* EXERCISE PASSAGE:
--- START ---

Part of the problem may be culture. I've been in the New England states a number of times and always got the impression people were stricter with boundaries. I'm sure it also varies from country to country. Since a lot of these privacy invasions also happen when I'm in "boy mode" I get the impression that is just a problem with people in general. It primarily stems from "empty heads." When I come across people who live sophisticated lives who have at least some college education, regularly read books, have intelligent conversations, and keep their lives busy with hobbies, they simply have no interest in worrying about other people. It ususally stems from people who I get the impression have nothing going on. They probably don't work and are living off of government or inheritance and their free time is dominated by TV. Apparently, I'm the most interesting thing that has come along for such people.

I'm sure I'll handle it the best I can but it can be difficult. The biggest problem these people seem to have is basic manners. It is not necessarily what someone says but how they say it. Instead of a neighbor stating, "Where are you going?" when they don't even know me, they could phrase it like, "Excuse me. If you don't mind my asking, where are you headed to?" Both say the same thing but the former is pushy while the latter is polite. As some people say when giving a speech, it isn't necessarily so important what is being said but how it is delivered.

--- END ---

* EXTRACTED MATERIAL:
--- START ---

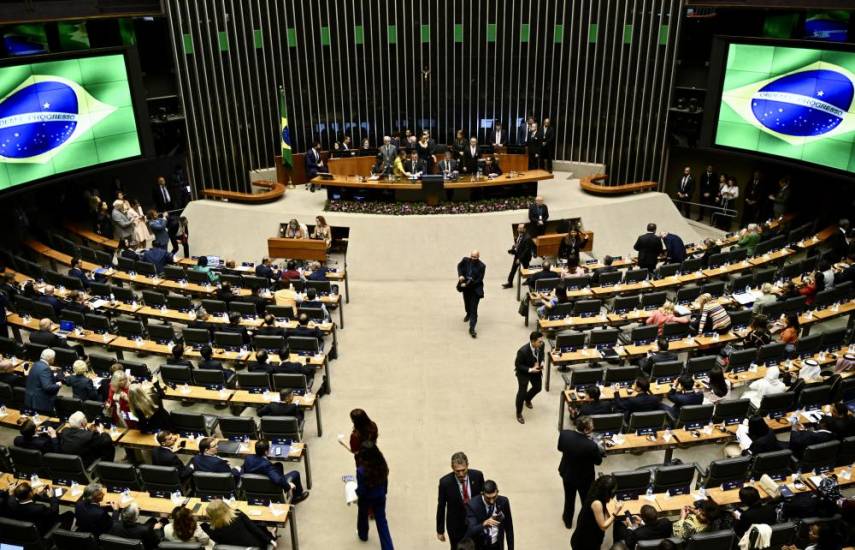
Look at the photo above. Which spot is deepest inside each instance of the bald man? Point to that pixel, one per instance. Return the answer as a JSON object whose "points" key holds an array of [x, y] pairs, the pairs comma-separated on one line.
{"points": [[470, 282]]}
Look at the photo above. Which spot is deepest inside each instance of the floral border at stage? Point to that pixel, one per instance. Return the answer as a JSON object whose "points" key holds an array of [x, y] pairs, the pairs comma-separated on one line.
{"points": [[421, 208]]}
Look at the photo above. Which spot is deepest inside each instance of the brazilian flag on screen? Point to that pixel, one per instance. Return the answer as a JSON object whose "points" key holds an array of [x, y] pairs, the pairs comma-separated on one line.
{"points": [[797, 103], [58, 116], [284, 134]]}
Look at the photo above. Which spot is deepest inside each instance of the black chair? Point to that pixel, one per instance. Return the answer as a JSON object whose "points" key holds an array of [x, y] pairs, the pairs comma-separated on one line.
{"points": [[111, 542], [673, 479], [726, 470], [117, 476], [160, 479], [238, 427], [819, 456], [260, 488], [714, 540], [276, 428], [731, 411], [775, 464], [67, 467], [73, 540], [193, 423], [213, 485]]}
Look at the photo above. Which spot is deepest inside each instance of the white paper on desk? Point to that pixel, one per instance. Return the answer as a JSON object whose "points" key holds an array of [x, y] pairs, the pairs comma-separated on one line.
{"points": [[350, 492]]}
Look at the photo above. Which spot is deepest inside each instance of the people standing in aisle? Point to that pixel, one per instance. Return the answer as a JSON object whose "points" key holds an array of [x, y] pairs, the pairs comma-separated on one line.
{"points": [[470, 283], [488, 519], [372, 483], [456, 489], [522, 251], [579, 455], [528, 368]]}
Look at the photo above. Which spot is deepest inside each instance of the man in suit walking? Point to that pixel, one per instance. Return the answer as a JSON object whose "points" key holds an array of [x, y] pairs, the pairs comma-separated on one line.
{"points": [[528, 368], [456, 489], [538, 215], [649, 246], [579, 455], [42, 385], [470, 282], [685, 190], [488, 519], [522, 252]]}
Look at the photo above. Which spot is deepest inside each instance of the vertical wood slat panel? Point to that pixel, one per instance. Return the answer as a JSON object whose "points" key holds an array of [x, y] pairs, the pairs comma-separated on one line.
{"points": [[608, 100]]}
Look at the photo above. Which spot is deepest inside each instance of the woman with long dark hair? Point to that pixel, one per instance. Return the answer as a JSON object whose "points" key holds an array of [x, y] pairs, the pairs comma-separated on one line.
{"points": [[595, 517], [372, 482]]}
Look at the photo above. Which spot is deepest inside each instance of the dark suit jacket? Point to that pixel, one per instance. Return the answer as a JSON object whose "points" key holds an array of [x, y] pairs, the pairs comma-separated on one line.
{"points": [[450, 509], [477, 513], [41, 388], [579, 455], [136, 531], [526, 359], [535, 211], [93, 518], [473, 271], [161, 456], [648, 247]]}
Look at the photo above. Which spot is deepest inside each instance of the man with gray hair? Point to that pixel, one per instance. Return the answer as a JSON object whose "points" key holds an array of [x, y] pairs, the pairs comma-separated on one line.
{"points": [[455, 491], [91, 515], [42, 385], [129, 527], [89, 442]]}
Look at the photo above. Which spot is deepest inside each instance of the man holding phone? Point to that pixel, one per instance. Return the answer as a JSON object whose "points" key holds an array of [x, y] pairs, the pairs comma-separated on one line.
{"points": [[488, 519], [528, 368]]}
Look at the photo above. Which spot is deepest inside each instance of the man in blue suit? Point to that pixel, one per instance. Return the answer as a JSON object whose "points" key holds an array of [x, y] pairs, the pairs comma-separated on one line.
{"points": [[42, 386], [208, 461], [261, 465]]}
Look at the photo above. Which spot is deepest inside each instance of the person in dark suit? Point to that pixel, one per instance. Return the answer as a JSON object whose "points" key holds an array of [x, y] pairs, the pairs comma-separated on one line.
{"points": [[606, 268], [752, 511], [42, 385], [648, 246], [78, 273], [128, 527], [488, 519], [469, 157], [685, 192], [547, 145], [534, 146], [314, 164], [470, 282], [261, 465], [22, 506], [642, 401], [522, 251], [456, 489], [538, 215], [42, 442], [160, 196], [86, 441], [90, 515], [579, 455], [801, 439], [528, 367], [707, 191], [165, 454], [661, 355], [208, 461], [684, 395], [645, 526]]}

--- END ---

* ASSIGNMENT: According to the privacy passage, what is the biggest problem these people seem to have? Answer from the privacy passage alone.

* EXPECTED OUTPUT: Basic manners.